All lines in the data that hold the word "water" need copying.

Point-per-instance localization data
.....
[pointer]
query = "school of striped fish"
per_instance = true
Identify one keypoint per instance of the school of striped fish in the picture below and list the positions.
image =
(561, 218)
.....
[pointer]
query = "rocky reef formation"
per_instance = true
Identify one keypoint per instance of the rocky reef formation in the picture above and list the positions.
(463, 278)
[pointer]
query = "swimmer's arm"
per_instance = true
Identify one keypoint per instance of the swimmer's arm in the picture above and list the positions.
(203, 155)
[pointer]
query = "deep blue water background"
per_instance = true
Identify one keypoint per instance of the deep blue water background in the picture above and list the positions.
.....
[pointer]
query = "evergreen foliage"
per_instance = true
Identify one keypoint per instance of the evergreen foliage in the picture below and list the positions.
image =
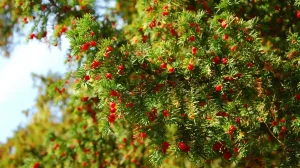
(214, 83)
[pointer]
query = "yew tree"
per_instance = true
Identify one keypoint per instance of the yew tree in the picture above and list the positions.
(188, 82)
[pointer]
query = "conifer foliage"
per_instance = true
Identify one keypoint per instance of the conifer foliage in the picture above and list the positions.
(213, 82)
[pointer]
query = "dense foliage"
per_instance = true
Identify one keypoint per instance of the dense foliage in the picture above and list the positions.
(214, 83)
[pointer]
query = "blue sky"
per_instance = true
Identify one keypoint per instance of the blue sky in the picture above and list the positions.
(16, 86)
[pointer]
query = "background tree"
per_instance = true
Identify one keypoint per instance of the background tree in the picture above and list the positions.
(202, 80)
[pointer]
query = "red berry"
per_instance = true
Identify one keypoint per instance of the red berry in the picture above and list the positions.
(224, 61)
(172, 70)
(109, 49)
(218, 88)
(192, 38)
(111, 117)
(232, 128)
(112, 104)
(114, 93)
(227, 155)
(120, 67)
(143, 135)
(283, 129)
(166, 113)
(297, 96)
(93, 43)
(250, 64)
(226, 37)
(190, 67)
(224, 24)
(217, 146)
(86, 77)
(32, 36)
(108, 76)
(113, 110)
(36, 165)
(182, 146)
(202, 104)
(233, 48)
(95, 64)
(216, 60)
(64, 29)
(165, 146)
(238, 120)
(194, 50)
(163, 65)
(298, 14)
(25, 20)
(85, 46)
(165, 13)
.....
**Task solution:**
query = "deep blue water background"
Identify one keypoint per instance of the deep blue water background in the picture above and list the positions.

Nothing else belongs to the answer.